Goal:
Produce an exact copy of the lines from the line that contains "like (405, 489)." to the end of the listing below.

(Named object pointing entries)
■ ■ ■ ■ ■ ■ ■
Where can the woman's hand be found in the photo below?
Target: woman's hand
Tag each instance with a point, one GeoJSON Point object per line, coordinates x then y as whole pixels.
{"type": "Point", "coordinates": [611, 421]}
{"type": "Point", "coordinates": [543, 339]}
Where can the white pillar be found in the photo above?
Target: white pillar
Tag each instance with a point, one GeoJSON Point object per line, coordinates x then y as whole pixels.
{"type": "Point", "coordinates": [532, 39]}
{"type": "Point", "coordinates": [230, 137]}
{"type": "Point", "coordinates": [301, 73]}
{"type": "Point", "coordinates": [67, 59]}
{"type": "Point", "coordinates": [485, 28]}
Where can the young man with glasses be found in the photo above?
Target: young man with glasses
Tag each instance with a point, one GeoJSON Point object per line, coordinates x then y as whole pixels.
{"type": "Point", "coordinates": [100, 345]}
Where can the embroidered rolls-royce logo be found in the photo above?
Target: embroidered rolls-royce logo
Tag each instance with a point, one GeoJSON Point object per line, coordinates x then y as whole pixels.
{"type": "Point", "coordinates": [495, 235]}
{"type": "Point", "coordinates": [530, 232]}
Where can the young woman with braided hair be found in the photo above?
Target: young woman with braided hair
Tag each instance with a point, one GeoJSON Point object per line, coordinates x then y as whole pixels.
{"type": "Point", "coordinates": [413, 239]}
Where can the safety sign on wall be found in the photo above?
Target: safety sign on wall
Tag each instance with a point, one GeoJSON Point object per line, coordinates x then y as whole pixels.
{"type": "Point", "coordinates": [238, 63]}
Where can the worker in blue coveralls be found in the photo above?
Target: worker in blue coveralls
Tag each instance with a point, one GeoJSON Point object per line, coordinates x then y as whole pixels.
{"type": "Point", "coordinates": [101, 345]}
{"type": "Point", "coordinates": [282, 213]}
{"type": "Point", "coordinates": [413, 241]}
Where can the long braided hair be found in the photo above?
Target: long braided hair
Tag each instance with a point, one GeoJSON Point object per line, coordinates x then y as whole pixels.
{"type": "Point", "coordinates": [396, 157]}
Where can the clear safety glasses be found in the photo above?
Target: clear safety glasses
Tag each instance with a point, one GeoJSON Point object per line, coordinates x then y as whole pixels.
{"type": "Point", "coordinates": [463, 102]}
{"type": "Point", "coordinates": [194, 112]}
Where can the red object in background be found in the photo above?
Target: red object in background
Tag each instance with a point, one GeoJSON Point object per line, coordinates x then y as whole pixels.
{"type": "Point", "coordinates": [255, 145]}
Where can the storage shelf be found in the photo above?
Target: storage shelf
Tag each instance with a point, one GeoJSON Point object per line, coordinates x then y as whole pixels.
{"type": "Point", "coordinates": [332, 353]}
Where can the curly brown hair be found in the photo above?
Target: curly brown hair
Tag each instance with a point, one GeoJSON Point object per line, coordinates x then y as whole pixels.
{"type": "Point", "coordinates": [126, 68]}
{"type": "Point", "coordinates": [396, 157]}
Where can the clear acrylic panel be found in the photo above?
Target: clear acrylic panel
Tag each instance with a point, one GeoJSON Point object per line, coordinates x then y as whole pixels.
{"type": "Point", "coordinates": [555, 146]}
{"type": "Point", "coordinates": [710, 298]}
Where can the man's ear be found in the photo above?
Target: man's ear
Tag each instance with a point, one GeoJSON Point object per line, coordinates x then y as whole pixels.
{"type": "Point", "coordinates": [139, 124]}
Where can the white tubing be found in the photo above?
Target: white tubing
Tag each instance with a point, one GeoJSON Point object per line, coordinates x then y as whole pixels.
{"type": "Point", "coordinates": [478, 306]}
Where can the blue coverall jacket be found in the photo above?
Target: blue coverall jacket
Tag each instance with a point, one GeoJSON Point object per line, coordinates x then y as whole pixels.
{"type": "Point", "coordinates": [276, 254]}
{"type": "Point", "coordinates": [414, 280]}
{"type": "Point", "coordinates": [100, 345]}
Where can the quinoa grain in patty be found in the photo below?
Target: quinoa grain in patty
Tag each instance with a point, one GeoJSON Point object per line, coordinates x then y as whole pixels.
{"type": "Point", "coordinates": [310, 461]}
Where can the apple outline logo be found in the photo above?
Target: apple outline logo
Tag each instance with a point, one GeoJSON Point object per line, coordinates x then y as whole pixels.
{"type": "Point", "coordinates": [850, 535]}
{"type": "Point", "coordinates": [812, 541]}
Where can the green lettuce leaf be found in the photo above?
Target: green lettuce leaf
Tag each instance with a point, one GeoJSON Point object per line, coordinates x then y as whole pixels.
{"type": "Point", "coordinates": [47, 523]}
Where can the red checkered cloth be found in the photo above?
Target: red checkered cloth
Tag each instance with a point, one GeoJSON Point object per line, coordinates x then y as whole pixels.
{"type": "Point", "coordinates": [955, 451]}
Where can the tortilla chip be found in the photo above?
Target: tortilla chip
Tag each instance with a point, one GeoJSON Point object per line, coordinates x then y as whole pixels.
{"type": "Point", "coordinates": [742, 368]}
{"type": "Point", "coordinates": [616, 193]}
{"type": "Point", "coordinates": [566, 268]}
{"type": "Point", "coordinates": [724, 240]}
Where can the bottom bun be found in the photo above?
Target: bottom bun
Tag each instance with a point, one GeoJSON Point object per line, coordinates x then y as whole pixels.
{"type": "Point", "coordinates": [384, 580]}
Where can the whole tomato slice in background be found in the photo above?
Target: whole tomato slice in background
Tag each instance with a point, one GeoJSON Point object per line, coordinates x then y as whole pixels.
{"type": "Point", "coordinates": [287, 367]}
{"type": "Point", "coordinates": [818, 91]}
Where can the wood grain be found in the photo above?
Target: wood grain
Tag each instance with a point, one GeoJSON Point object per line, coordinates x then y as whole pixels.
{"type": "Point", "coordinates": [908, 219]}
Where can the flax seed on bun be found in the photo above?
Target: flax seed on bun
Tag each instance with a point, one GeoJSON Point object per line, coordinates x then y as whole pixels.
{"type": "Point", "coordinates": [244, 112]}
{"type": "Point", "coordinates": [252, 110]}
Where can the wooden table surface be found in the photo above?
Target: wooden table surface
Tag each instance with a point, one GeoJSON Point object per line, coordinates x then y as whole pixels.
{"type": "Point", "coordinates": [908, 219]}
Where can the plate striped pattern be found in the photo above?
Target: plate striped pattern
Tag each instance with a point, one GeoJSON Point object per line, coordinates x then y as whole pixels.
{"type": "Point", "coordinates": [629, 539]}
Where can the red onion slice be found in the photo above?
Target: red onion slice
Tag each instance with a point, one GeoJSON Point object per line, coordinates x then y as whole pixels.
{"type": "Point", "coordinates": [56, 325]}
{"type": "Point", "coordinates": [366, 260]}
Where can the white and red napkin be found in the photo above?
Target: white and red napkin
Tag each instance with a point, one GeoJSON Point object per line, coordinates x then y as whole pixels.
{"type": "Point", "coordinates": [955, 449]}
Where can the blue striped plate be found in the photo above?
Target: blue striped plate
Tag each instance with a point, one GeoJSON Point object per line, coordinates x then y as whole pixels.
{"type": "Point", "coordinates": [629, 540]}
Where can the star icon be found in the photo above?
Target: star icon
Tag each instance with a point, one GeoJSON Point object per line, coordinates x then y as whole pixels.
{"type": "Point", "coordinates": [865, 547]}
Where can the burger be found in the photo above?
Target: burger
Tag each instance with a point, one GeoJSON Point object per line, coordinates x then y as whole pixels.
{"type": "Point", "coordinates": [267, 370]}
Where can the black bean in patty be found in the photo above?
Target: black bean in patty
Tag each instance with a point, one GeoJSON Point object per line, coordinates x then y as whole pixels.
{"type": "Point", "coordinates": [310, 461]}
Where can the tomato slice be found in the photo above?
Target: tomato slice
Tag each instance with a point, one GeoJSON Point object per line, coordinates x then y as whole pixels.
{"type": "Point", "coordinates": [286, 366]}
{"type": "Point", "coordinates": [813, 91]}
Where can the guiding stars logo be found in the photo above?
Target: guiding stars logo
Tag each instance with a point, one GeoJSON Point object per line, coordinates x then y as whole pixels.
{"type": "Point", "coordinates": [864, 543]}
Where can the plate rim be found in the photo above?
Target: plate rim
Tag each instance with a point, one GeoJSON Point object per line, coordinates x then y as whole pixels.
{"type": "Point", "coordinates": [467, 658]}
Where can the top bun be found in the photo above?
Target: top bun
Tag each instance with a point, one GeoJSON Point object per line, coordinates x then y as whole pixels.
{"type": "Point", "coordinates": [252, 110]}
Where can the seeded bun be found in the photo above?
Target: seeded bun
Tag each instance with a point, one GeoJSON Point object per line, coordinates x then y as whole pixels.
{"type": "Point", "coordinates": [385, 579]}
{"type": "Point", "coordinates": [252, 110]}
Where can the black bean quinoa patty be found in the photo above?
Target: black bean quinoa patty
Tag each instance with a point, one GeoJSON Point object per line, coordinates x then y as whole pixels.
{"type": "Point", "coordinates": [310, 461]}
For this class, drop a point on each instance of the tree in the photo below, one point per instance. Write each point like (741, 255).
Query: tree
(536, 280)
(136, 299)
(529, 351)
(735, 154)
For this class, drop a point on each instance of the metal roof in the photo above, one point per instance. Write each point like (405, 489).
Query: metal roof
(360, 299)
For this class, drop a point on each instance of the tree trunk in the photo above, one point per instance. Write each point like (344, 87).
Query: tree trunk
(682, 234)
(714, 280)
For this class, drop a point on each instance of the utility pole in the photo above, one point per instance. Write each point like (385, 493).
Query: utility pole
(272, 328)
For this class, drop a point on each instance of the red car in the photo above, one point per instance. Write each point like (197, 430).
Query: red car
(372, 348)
■ ■ ■ ■ ■ ■ ■
Correct output:
For this class, drop a point on each instance of the metal roof in the photo above, one point per instance. Write each point like (405, 489).
Query: metal roof
(360, 299)
For this class, drop a point on each instance of the tree trunk in the photo above, one point per instance. Write each point like (344, 87).
Query: tree trunk
(682, 234)
(714, 280)
For this class, drop a point on each instance of the utility pole in the photo above, one point per instance. Write each point like (385, 493).
Query: utility pole
(272, 328)
For this class, drop a point on each instance of the red car in the photo above, one point per instance. Write each point like (197, 430).
Query: red car
(372, 348)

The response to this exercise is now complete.